● TEXT EXCERPT
---+---
-------- Original Message --------
Subject: Re: Schedule figures
Date: Tue, 23 Sep 2008 16:28:10 -0700
From: John Poelstra <poelstra(a)redhat.com>
To: Paul W. Frields <stickster(a)gmail.com>
CC: rel-eng(a)fedoraproject.org, Tom 'spot' Callaway
<tcallawa(a)redhat.com>, Bill Nottingham <notting(a)redhat.com>
References: <1222199081.16833.31.camel(a)victoria-eth.internal.frields.org>
Paul W. Frields said the following on 09/23/2008 12:44 PM Pacific Time:
Ladies and gentlemen,
We're at a point where our GA date currently rests at 4 weeks total slip
from our original date, and we're still trying to get a working Beta
AIUI. About 3 weeks of that slip are due to the intrusion -- this
thread is simply about schedule concerns. We should start thinking now
about how we can properly take up the slack from the F10 release
schedule in F11 and F12.
I think if I were to informally poll everyone, they'd agree that we
can't suck up 4 weeks of development time in the F11 schedule alone.
Here are some ideas to consider (please add your concerns, and pose a
solutions to address them):
I don't think we need to change the F11 or F12 schedules. This keeps us
consistent with our stated objective of releasing every six months. I
don't think we need to change the F11 GA date unless there is a major
compelling feature that needs time to develop that cannot wait for
F12... but that would go against our stated objective of being a time
based release.
We can achieve this by shortening the development window and following
the rest of the standard task durations for F11. To me this follows the
line of thinking people have been trying convince me of for a long time
which is basically that our releases are "just snapshots of rawhide".
---+---
● MATERIAL PROVIDED
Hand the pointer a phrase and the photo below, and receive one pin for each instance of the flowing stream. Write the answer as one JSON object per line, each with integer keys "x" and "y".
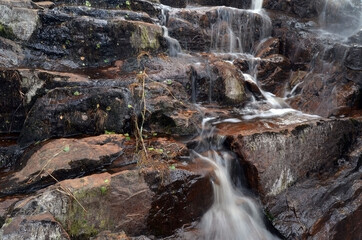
---+---
Transcribe the full email about the Fedora release schedule from the top of the page, word for word, with every header line included.

-------- Original Message --------
Subject: Re: Schedule figures
Date: Tue, 23 Sep 2008 16:28:10 -0700
From: John Poelstra <poelstra(a)redhat.com>
To: Paul W. Frields <stickster(a)gmail.com>
CC: rel-eng(a)fedoraproject.org, Tom 'spot' Callaway
<tcallawa(a)redhat.com>, Bill Nottingham <notting(a)redhat.com>
References: <1222199081.16833.31.camel(a)victoria-eth.internal.frields.org>
Paul W. Frields said the following on 09/23/2008 12:44 PM Pacific Time:
Ladies and gentlemen,
We're at a point where our GA date currently rests at 4 weeks total slip
from our original date, and we're still trying to get a working Beta
AIUI. About 3 weeks of that slip are due to the intrusion -- this
thread is simply about schedule concerns. We should start thinking now
about how we can properly take up the slack from the F10 release
schedule in F11 and F12.
I think if I were to informally poll everyone, they'd agree that we
can't suck up 4 weeks of development time in the F11 schedule alone.
Here are some ideas to consider (please add your concerns, and pose a
solutions to address them):
I don't think we need to change the F11 or F12 schedules. This keeps us
consistent with our stated objective of releasing every six months. I
don't think we need to change the F11 GA date unless there is a major
compelling feature that needs time to develop that cannot wait for
F12... but that would go against our stated objective of being a time
based release.
We can achieve this by shortening the development window and following
the rest of the standard task durations for F11. To me this follows the
line of thinking people have been trying convince me of for a long time
which is basically that our releases are "just snapshots of rawhide".